WRITTEN TASK: Translate this sentence from the text on the Sneinton grave of General Wolfe into French: "Our General Wolfe was an ordinary resident of Sneinton, whose parents had chosen to distinguish, or encumber him, with this military Christian name."

SUPPLIED TEXT:
________
I had led a guided walk as far as the churchyard, when one of the party remarked that she had once been told that General Wolfe was buried here, and asked whether this was true. For her pains she was greeted by derisive laughter from others present, and it gave considerable satisfaction to be able to reply that this worthy was indeed interred at Sneinton. It was, however, something of an anticlimax to have to explain that the occupant in question of Sneinton churchyard was not General James Wolfe, the hero of Quebec, and in fact not an army officer at all. Our General Wolfe was an ordinary resident of Sneinton, whose parents had chosen to distinguish, or encumber him, with this military Christian name.

The walk took place before the tidying up of the churchyard had been carried out, so most of the headstones which are now ranged along the wall were at the time lying flat on the ground, having years earlier been displaced from their rightful positions as grave markers. Here they comprised a sort of pavement on which youthful bikers practised their skills. General Wolfe’s memorial was one of these, and lay to the right of the path just inside the top gates. A rather plain Swithland slate stone, it read (and still reads) as follows:.

TO
THE MEMORY OF
GENERAL WOLFE
WHO DIED MAY 19th, 1849. AGED 53 YEARS.
ALSO SARAH
HIS BELOVED WIFE
WHO DIED DECEMBER 8th, 1854.
AGED 63 YEARS
Weep not dear friends and children dear
We only part a while
In hope to meet with Christ above
And see each other smile

Naming a child to commemorate a current or recent hero is, of course, by no means unknown. Indeed, a cousin of mine married a man whose middle name was Kitchener, his birth having occurred just after that famous field-marshal was lost at sea in 1916. It was, however, apparent from General Wolfe's headstone that he had been born nearly forty years after the death of James Wolfe in the moment of victory at Quebec in 1759. The latter was, astonishingly, only thirty-two when he died: a major-general with over 9.000 troops under his command. His name clearly retained sufficient lustre for at least one local family to perpetuate it through the nineteenth century.

While on this military theme, it may be mentioned that a Yorkshire and England cricketer named Major Booth was killed in action during the Great War. One cannot help feeling that had his parents chosen the Christian name General for him, rather than Major, all kinds of Salvation Army and Sneinton links could have been imagined. Since the age of popular ennoblement of jazz musicians, however, the world has become more accustomed to the adoption of ranks and titles as names or nicknames, and future generations of gravestone enthusiasts may one day be beguiled by finding the memorial of a tributary King Oliver, Duke Ellington, or Count Basie.
________
RECORD EXCERPTS:
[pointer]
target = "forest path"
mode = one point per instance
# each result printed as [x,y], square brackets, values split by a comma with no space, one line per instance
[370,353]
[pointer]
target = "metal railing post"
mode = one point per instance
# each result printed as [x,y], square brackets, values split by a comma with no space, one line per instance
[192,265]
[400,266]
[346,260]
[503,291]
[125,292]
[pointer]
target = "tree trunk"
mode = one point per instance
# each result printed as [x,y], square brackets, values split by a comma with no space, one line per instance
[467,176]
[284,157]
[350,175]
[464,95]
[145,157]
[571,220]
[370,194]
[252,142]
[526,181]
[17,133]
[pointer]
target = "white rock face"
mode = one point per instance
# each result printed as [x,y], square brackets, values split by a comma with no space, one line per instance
________
COMPLETED EXERCISE: Notre General Wolfe était un habitant ordinaire de Sneinton, que ses parents avaient choisi de distinguer, ou d'accabler, de ce prénom de baptême militaire.